> [Data supplied]
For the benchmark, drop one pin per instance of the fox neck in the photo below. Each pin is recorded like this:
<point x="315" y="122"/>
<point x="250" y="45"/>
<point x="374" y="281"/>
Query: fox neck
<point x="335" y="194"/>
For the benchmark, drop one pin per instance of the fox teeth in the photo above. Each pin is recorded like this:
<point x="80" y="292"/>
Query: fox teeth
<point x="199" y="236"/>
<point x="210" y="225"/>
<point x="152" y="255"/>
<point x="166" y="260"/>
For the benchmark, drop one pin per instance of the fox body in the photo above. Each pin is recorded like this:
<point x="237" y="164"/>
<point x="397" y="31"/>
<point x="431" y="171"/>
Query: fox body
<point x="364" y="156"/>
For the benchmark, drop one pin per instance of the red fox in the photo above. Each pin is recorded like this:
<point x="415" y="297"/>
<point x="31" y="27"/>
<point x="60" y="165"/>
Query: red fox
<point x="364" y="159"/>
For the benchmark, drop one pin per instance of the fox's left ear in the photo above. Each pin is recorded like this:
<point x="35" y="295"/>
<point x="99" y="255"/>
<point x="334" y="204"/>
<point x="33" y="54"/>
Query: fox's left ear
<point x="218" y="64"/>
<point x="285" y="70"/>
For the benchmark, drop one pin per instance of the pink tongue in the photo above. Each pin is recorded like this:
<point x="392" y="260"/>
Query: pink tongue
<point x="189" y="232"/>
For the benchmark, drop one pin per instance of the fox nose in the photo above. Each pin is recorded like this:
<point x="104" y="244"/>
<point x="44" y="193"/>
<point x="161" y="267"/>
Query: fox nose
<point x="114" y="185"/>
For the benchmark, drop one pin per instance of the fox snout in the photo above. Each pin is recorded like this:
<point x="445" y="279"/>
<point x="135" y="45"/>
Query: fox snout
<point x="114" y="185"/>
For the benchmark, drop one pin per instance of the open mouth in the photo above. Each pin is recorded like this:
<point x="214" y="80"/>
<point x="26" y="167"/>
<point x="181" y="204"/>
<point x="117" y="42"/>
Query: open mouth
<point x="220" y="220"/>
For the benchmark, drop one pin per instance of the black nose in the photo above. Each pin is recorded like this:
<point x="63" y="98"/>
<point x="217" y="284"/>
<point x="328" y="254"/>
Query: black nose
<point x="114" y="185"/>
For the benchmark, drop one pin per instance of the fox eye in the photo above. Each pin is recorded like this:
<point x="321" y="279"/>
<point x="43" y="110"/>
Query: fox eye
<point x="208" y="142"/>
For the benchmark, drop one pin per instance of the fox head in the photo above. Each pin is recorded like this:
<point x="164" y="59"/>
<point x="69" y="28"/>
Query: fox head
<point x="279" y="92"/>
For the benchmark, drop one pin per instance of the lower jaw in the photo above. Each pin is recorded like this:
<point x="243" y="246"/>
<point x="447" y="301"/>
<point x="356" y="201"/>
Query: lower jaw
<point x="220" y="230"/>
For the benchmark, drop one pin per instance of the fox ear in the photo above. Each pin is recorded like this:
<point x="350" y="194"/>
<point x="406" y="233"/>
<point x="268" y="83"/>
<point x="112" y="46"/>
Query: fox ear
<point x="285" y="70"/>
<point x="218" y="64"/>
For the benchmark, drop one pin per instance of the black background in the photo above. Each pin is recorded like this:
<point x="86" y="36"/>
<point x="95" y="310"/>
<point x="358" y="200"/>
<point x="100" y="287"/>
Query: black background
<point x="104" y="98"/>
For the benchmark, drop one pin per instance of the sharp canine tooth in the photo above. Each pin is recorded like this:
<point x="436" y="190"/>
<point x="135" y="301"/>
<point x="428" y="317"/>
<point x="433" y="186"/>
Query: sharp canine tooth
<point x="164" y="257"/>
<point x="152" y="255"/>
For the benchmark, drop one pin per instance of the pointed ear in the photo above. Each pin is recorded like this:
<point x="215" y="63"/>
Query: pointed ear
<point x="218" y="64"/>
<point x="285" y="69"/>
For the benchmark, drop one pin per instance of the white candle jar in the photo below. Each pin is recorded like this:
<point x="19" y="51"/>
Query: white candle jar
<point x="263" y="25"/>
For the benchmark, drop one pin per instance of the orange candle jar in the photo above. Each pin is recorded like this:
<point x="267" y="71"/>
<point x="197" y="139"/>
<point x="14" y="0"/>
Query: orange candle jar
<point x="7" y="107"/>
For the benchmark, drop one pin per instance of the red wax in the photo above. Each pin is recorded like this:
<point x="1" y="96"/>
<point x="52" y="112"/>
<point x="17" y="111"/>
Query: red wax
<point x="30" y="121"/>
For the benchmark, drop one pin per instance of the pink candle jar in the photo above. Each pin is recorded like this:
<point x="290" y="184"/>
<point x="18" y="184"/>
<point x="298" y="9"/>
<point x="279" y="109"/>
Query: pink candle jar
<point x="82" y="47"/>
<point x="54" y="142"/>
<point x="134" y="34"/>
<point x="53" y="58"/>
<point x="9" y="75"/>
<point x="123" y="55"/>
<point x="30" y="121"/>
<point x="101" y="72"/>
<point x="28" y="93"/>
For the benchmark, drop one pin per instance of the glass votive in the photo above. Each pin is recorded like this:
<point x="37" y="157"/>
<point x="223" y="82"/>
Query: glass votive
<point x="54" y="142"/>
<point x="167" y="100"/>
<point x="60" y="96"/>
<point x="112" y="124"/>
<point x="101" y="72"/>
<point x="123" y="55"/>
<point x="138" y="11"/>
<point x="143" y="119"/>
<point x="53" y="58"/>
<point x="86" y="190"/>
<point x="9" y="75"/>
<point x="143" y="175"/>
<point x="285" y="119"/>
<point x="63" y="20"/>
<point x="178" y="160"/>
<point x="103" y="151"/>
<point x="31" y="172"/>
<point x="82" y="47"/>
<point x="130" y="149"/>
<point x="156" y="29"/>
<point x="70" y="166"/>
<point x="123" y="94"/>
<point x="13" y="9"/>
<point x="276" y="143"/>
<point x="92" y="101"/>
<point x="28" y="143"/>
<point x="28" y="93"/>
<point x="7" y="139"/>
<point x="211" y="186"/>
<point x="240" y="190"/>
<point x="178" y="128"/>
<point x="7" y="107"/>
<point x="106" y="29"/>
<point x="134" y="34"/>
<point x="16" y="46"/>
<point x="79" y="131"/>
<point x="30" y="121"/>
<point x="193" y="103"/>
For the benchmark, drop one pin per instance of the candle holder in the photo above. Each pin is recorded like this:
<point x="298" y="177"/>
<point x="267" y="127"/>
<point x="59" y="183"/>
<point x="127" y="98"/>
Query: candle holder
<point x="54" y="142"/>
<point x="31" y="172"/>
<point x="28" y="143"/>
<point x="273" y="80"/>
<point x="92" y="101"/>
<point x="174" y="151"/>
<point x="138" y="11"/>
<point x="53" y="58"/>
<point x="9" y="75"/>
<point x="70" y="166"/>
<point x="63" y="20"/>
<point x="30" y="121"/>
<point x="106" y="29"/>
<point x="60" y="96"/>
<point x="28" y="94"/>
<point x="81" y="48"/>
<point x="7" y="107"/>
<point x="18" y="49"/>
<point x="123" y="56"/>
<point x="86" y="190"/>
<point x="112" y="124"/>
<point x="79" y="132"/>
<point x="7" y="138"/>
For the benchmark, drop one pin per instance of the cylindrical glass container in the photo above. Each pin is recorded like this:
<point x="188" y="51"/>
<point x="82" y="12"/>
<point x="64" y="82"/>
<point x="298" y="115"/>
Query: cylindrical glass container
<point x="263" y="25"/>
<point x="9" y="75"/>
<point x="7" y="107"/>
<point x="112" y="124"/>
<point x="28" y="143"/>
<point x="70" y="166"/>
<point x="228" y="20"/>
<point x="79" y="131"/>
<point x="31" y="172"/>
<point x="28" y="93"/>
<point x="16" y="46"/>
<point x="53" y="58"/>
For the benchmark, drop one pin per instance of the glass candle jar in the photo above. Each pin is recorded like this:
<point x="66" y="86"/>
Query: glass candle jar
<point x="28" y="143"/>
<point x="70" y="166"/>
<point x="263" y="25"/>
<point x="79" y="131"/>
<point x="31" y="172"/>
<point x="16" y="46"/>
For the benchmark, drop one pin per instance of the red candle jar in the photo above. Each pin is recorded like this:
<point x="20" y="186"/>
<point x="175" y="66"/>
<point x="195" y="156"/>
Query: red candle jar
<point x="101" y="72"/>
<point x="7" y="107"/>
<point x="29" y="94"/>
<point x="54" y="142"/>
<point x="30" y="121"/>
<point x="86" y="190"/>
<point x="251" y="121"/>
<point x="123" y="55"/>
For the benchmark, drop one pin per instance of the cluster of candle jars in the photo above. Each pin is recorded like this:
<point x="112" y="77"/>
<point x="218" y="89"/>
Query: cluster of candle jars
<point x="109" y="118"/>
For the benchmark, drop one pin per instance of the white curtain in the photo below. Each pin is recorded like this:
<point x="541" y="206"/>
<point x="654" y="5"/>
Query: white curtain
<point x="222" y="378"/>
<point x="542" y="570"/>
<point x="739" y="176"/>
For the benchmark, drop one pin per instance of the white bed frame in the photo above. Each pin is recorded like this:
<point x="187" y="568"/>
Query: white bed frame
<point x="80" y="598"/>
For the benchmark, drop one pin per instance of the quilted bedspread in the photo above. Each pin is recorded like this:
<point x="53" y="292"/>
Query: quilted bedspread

> [Requirement]
Edit the material from the line containing "For the benchmark, drop one pin per instance of the quilted" through its last line, swapping "bedspread" for "comforter" and leaving everything else untouched.

> [Written response]
For the benchmark, drop one pin per instance of the quilted comforter in the photo above. Each pin is recorded like this:
<point x="53" y="292"/>
Query: quilted comforter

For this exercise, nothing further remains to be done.